§ Anforderungen:
1) Nenne alle Sätze aus dem Text über das Flirten, die mit einem Fragezeichen enden.
2) Übernimm bitte aus dem Text über das Flirten wortgetreu den Abschnitt von „Sind Männer bei“ bis „ein weiteres Lächeln.“.
3) Übersetze den Satz „Der Mann macht in der Regel den zweiten Schritt.“ aus dem Text über das Flirten ins Englische.

§ Seitenauszug:
_ _ _
Sind Männer bei der Partnersuche die Jäger? Und Frauen das Wild? Glauben wir den Stereotypen unserer Kultur, dann ist das so. Doch schauen wir genau hin, dann erkennen wir: Es ist in der Regel die Frau, die den ersten Schritt hin zu einem Flirt geht. Der Mann hingegen macht den zweiten.

 

Neulich am Flughafen: An einer Treppe lässt Jürgen einer Frau, sie heißt Claudia, den Vortritt. Sie lächelt kurz, er auch. Wenig später, Jürgen sitzt an seinem Platz in der Wartehalle, da spürt er einen Blick. Claudias Blick. Dann folgt ein Lächeln. Er schaut freundlich zurück. Kurze Zeit später, ein weiterer Blick –und ein weiteres Lächeln.

Was ist da passiert? Kein Zweifel: Claudia hat Jürgen eingeladen, sie anzusprechen. Das ist ihr gutes Recht. Rund um den Globus, in beinahe allen Kulturen der Welt, werfen Frauen Männern Blicke zu und senden ihnen ein Lächeln – wenn man sie denn lässt! Sie übermitteln damit ein klares Signal der Sympathie. Die Nachricht ist eindeutig und lautet: Vor dir würde ich gern angesprochen werden. Das ist die Realität des Flirts. Meist macht die Frau den ersten Schritt.

 

Männer machen den zweiten Schritt

 

Möglicherweise ist Claudia Single und auf der Suche nach einem neuen Partner. Was liegt da näher, als einem anderen Single Interesse zu signalisieren – wenn man schon einmal auf einen trifft, den man nett findet. Das ist nicht oft der Fall, denn Singles sind, allen Behauptungen der Medien zum Trotz, ausgesprochen selten (-> Wieso es noch nie so wenige Singles gab wie heute). Aber nicht nur bei der Partnersuche werden Frauen initiativ. Auch wenn es darum geht, ein erotisches Abenteuer zu suchen, fordern Frauen Männer dazu auf, sie anzusprechen. Ist Jürgen an einem Kennenlernen interessiert – zum Beispiel, weil er auch Single ist und  nach einer Partnerin sucht oder weil er durch eine erotische Eroberung sein Selbstwertgefühlt verbessern will  – dann kann er jetzt seine Reisetasche nehmen, zu Claudia hinüberschlendern und ganz zwanglos ein Gespräch beginnen. Auch das ist die Realität des Flirtens. Der Mann macht in der Regel den zweiten Schritt. Er agiert nicht, er reagiert.
_ _ _
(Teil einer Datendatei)
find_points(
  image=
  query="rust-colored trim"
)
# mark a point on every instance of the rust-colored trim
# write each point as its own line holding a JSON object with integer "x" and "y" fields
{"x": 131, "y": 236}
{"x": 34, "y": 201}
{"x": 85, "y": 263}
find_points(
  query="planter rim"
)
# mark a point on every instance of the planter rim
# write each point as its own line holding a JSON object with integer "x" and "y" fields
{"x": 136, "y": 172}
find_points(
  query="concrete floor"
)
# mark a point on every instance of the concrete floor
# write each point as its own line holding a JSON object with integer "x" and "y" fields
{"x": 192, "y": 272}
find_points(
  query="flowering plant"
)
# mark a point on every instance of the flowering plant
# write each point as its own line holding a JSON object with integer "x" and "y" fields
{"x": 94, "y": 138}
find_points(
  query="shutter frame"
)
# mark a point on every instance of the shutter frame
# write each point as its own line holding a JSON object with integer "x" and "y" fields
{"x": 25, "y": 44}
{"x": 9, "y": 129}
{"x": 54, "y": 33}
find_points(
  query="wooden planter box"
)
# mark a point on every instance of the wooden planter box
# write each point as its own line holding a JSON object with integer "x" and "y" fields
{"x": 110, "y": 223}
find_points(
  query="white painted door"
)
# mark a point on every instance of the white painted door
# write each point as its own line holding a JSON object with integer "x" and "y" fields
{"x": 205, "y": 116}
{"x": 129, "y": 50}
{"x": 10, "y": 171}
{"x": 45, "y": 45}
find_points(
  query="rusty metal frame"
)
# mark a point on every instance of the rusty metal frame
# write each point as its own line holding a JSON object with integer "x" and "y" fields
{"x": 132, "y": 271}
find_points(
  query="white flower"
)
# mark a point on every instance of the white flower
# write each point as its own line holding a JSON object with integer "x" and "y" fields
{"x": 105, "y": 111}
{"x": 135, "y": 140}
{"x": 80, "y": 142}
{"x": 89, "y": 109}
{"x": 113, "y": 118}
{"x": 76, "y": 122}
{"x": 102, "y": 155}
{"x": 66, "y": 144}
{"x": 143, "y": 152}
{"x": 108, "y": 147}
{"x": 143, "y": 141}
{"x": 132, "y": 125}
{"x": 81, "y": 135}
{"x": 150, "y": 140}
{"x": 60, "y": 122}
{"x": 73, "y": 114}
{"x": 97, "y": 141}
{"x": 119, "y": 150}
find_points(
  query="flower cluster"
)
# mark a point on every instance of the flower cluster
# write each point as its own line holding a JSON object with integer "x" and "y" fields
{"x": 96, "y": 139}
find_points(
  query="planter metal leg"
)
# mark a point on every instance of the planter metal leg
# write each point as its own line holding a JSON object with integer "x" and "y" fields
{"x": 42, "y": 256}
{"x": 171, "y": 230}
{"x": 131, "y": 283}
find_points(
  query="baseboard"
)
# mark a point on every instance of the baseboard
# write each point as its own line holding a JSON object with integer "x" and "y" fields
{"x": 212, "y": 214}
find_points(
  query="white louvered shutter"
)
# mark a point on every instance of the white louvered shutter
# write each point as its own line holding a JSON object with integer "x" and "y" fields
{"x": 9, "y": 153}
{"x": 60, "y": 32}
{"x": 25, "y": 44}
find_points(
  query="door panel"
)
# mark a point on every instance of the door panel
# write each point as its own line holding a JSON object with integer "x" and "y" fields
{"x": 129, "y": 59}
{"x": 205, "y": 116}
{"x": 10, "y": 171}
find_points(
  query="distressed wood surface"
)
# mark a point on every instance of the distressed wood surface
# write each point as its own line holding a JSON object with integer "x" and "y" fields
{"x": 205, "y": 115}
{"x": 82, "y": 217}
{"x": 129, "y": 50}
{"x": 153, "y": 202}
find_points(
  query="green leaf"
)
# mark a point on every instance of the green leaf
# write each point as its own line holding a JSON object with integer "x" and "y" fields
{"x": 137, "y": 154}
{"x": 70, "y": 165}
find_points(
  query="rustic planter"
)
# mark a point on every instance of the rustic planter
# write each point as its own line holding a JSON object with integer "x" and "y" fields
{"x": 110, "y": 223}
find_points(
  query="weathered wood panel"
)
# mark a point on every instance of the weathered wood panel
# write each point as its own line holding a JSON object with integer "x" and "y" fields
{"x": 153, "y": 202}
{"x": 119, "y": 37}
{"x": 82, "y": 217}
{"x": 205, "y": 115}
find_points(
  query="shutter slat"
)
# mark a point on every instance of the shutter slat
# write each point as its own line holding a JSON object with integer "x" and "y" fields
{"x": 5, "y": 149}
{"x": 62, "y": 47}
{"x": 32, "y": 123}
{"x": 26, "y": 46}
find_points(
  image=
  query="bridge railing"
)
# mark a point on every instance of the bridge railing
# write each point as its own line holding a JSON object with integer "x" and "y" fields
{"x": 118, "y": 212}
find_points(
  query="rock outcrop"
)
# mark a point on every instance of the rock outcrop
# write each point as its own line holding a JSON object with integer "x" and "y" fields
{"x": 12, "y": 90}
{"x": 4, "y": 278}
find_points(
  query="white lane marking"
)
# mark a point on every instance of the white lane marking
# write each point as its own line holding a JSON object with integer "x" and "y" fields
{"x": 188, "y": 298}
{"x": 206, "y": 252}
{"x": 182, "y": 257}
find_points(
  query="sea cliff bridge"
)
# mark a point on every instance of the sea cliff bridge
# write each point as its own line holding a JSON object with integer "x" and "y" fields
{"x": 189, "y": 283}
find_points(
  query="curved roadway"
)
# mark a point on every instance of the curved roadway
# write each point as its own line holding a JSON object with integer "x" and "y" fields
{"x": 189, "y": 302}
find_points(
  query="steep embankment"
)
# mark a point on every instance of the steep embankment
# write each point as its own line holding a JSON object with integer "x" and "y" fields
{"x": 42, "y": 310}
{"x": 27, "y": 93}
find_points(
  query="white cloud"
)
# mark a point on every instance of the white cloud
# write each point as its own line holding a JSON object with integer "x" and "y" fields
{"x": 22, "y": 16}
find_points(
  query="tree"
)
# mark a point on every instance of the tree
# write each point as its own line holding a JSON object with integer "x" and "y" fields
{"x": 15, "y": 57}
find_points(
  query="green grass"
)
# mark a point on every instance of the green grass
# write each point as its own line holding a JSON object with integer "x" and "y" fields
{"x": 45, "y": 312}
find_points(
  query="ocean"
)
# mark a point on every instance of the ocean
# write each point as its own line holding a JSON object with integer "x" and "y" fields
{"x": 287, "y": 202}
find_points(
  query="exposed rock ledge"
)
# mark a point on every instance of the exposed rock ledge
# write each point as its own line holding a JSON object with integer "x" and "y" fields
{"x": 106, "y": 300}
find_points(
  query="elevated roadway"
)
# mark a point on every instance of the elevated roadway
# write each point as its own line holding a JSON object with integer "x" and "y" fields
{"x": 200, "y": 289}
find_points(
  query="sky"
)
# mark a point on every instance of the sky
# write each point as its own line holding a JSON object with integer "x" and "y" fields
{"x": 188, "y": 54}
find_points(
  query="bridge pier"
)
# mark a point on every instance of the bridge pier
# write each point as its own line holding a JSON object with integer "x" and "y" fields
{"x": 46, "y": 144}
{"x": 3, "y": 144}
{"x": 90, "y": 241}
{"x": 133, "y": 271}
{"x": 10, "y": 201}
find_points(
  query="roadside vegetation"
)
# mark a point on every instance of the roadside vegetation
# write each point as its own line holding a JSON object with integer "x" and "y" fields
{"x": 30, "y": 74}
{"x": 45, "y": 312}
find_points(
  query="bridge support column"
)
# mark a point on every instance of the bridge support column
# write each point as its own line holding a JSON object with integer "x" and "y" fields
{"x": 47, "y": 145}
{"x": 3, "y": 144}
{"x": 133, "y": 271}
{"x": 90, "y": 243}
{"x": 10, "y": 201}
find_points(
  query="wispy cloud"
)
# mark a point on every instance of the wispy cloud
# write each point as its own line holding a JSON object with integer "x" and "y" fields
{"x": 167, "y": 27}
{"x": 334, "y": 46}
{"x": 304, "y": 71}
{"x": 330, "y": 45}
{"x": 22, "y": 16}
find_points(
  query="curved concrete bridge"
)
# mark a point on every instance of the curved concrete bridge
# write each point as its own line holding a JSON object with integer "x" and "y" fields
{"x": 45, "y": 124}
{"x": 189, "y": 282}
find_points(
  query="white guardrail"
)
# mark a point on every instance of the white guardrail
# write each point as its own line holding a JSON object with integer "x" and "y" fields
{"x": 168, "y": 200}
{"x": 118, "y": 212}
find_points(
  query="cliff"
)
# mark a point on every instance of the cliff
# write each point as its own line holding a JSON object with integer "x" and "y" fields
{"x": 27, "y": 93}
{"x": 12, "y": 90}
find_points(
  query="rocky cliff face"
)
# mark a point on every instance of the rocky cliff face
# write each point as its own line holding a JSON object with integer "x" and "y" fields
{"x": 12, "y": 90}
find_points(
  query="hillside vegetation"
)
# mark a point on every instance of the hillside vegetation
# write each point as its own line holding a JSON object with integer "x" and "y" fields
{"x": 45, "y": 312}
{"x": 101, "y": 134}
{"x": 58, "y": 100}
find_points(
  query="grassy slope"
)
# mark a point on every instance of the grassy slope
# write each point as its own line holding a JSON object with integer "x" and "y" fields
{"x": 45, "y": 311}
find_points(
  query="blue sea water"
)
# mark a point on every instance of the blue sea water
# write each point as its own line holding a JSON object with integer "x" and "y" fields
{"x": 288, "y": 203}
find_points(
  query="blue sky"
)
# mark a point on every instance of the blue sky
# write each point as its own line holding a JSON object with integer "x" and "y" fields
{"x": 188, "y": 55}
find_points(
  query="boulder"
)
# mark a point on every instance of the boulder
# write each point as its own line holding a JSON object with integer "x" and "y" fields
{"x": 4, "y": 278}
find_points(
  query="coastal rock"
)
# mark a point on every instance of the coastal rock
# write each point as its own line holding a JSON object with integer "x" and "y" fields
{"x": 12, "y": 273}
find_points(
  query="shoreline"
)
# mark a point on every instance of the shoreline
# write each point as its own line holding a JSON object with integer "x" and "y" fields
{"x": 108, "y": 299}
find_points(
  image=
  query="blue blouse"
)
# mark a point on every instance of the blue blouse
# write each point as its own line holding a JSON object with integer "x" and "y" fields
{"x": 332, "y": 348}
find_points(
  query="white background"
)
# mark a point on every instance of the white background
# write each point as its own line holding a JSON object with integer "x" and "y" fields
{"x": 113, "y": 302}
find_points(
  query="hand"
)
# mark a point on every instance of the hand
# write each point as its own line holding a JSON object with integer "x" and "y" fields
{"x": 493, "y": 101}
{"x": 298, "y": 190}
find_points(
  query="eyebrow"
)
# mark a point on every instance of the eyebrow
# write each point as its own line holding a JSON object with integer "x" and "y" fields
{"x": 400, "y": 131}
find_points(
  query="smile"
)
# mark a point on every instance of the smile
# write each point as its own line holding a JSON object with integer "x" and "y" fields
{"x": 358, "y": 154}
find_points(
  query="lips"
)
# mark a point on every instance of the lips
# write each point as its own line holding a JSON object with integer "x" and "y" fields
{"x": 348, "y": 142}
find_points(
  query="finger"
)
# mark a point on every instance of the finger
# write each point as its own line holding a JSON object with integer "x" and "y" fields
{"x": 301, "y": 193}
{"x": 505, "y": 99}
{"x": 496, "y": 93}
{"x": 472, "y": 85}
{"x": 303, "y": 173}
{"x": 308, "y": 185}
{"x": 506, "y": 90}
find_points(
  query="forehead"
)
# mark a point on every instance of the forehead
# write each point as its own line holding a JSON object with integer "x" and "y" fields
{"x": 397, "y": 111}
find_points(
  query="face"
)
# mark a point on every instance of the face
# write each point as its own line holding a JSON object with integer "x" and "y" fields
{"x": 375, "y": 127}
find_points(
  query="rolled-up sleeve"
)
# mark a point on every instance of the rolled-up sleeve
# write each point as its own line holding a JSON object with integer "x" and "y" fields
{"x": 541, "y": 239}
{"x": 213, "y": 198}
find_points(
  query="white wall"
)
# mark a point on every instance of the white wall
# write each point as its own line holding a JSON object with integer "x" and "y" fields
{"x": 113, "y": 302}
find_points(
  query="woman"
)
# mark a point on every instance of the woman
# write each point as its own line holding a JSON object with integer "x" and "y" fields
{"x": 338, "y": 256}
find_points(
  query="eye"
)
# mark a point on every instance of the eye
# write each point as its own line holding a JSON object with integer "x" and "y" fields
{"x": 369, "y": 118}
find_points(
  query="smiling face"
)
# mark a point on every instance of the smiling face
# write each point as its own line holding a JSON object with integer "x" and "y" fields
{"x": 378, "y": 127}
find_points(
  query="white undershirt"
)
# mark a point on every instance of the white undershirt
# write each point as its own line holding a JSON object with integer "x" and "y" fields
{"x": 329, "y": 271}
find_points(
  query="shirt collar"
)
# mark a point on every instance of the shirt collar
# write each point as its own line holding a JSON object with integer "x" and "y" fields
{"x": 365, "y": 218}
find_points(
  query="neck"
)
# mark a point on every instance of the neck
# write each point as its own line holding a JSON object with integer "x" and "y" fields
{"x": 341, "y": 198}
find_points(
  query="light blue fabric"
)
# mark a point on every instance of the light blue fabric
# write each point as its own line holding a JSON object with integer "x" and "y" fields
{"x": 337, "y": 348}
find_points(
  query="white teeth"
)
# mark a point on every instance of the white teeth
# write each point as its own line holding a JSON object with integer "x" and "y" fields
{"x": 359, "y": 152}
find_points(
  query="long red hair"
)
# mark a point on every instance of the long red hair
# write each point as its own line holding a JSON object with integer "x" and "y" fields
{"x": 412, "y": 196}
_ _ _
§ Lösungen im Überblick:
1)
- Sind Männer bei der Partnersuche die Jäger?
- Und Frauen das Wild?
- Was ist da passiert?

2)
Sind Männer bei der Partnersuche die Jäger? Und Frauen das Wild? Glauben wir den Stereotypen unserer Kultur, dann ist das so. Doch schauen wir genau hin, dann erkennen wir: Es ist in der Regel die Frau, die den ersten Schritt hin zu einem Flirt geht. Der Mann hingegen macht den zweiten.

 

Neulich am Flughafen: An einer Treppe lässt Jürgen einer Frau, sie heißt Claudia, den Vortritt. Sie lächelt kurz, er auch. Wenig später, Jürgen sitzt an seinem Platz in der Wartehalle, da spürt er einen Blick. Claudias Blick. Dann folgt ein Lächeln. Er schaut freundlich zurück. Kurze Zeit später, ein weiterer Blick –und ein weiteres Lächeln.

3) As a rule, the man takes the second step.